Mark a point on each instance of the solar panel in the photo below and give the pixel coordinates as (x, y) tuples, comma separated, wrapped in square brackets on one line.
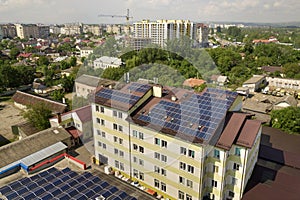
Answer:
[(66, 170), (6, 189)]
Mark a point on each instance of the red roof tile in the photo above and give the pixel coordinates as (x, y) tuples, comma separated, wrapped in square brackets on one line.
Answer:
[(249, 133)]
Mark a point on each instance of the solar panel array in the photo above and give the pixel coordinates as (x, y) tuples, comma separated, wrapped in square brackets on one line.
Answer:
[(62, 184), (117, 96), (197, 115), (138, 87)]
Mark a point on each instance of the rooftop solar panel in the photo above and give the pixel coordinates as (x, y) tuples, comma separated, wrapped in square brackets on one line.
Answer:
[(5, 190)]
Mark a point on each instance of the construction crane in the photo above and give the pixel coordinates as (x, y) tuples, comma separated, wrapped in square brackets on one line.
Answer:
[(119, 16)]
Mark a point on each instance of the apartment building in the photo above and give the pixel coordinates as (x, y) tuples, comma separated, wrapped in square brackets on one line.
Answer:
[(8, 30), (161, 31), (32, 31), (175, 142)]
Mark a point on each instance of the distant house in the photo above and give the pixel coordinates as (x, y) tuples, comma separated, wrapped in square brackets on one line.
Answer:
[(86, 51), (86, 84), (77, 122), (255, 83), (106, 62), (283, 83), (193, 82), (23, 100), (285, 102)]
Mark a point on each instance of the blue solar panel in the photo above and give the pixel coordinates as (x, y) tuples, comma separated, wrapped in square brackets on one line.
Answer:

• SET EXERCISE: Arrange every line of the items above as a numbered list, skipping any blank lines. Leave the pictures out of the list.

• CORRECT ANSWER:
1. Mark a point on each instance of the solar panel in the photo below and give the pixel coordinates as (x, y) tuples, comma separated, wrapped in square brackets on one line.
2. Answer:
3. [(66, 170), (6, 189)]
4. Mark a point on each instance of the red roof tile in the photo above and give the pixel coordinates as (x, y) tuples, comma separated, wrapped in square brackets on one line.
5. Answer:
6. [(249, 133)]
7. Mark a point on each instance of the solar panel array in the photo above and give the pixel coordinates as (x, y) tuples, comma separated, wrapped in square brackets on one line.
8. Answer:
9. [(62, 184), (117, 96), (197, 115), (138, 87)]
10. Mark a point on each instance of the rooftop solar panel in the photo above and give the pixel coordinates as (x, y) tuples, comma separated, wrapped in square brackets on one line.
11. Answer:
12. [(5, 190)]
13. Mark a point on each instance of the construction crane in the photo above and give the pixel coordinates as (x, y) tuples, comma separated, wrapped in square brackets on one line.
14. Answer:
15. [(119, 16)]
16. Mark a point on each instance of the apartment building in the photo above and give the pixel coordinates as (x, y) tuples, comma separated, wrapped in square brackets on one line.
17. Answer:
18. [(8, 30), (161, 31), (32, 31), (175, 142)]
19. Mark a point on each instance of the distant house in the photo above and give the pixel coordinates as (x, y) tuples, comma separated, wrapped in square brackets on one line.
20. Answer:
21. [(86, 51), (86, 84), (77, 122), (255, 83), (106, 62), (283, 83), (193, 82), (23, 100), (285, 102)]
22. Mark a point on each instance of the blue solar panel in the photo above and give the pixel coordinates as (x, y) tuples, comma separated, wrapped in square brackets on one line.
23. Answer:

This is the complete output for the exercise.